_Dataset content_
+--

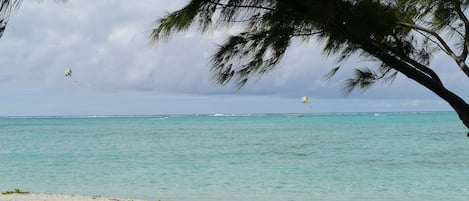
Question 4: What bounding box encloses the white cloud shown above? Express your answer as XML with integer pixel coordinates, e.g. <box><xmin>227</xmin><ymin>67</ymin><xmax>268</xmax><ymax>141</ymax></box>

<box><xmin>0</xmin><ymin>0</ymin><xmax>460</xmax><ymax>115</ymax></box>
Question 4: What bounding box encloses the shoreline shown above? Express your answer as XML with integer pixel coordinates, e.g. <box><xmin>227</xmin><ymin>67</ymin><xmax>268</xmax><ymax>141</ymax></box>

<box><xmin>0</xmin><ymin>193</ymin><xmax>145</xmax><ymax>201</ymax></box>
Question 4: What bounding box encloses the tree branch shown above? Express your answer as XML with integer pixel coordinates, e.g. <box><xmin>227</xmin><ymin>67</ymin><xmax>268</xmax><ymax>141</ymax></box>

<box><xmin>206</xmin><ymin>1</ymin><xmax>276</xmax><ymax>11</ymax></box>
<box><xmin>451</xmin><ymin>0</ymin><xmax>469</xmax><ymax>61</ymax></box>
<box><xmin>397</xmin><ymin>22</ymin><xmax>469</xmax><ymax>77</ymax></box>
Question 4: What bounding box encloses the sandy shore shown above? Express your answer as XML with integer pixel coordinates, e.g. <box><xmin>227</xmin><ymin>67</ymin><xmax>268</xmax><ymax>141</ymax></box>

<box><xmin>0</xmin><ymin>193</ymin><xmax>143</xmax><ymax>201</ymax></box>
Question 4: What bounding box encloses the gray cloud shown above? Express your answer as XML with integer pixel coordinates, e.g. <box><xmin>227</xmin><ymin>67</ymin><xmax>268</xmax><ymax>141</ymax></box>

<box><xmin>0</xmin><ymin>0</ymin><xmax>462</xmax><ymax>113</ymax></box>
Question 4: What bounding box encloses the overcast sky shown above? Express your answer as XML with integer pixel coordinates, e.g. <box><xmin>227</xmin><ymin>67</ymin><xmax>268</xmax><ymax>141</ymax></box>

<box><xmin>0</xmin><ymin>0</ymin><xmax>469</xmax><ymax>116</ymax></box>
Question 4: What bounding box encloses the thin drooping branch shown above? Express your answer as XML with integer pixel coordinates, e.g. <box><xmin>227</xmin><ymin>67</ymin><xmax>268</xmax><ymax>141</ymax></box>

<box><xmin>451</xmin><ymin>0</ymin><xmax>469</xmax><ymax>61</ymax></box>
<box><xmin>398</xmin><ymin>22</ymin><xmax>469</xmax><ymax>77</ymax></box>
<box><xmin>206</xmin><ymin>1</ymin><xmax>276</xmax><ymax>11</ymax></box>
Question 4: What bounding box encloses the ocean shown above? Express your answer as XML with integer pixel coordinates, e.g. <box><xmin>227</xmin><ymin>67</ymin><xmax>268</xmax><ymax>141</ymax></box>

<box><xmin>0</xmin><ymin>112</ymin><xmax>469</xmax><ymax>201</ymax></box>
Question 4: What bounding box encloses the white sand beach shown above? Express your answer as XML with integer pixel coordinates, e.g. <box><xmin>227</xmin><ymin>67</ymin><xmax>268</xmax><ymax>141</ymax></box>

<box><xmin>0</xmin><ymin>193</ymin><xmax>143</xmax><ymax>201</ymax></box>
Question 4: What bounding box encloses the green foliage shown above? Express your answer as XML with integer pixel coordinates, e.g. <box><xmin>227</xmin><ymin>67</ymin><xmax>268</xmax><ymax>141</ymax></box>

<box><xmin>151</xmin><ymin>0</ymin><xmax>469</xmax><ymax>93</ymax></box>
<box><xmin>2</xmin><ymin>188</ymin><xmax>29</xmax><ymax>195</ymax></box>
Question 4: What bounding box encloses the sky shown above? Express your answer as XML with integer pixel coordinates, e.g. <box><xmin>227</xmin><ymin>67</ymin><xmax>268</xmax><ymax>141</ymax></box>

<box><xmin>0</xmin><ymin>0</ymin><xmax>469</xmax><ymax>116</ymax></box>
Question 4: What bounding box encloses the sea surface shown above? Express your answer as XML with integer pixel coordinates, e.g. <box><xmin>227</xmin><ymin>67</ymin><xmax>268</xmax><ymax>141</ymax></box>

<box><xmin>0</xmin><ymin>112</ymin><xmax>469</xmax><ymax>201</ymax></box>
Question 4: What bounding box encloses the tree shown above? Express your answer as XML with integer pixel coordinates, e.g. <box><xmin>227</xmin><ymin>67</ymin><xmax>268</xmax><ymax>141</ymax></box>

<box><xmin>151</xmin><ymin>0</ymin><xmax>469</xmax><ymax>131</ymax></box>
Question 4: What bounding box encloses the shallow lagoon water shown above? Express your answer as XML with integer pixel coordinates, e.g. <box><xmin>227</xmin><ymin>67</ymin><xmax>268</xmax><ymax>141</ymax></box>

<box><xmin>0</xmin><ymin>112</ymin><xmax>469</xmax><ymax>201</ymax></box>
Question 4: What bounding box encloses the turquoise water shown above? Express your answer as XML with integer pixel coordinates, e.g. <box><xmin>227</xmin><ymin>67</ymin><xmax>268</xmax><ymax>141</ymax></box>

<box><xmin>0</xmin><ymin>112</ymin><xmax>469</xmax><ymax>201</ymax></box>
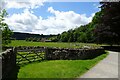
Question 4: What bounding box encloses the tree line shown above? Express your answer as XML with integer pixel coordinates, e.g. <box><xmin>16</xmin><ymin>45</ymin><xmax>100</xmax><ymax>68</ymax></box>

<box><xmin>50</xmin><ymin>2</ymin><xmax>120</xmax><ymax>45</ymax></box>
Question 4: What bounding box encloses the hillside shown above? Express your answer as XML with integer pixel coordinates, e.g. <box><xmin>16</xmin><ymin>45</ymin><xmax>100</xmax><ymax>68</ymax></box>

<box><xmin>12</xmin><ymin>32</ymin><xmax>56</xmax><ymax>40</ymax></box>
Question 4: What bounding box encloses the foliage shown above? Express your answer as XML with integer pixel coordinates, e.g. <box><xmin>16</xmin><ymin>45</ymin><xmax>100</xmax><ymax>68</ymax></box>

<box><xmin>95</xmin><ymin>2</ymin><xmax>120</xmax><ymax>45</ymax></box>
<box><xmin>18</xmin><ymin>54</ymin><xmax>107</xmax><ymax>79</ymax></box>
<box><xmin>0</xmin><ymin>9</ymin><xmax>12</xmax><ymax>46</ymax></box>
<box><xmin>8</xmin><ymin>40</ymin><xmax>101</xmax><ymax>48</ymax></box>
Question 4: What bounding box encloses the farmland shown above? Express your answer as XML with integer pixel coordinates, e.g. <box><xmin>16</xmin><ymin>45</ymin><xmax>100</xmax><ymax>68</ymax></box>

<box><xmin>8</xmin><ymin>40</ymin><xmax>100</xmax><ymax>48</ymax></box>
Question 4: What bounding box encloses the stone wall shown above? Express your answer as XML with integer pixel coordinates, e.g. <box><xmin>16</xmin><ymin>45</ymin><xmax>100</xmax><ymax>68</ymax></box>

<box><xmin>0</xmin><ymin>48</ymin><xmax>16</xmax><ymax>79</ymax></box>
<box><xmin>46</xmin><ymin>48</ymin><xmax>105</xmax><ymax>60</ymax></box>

+--

_Instruction_
Count the lines in the listing above that contain the string "water", where uppercase and lowercase count as different. Reply with the number only.

_Solution for this problem_
2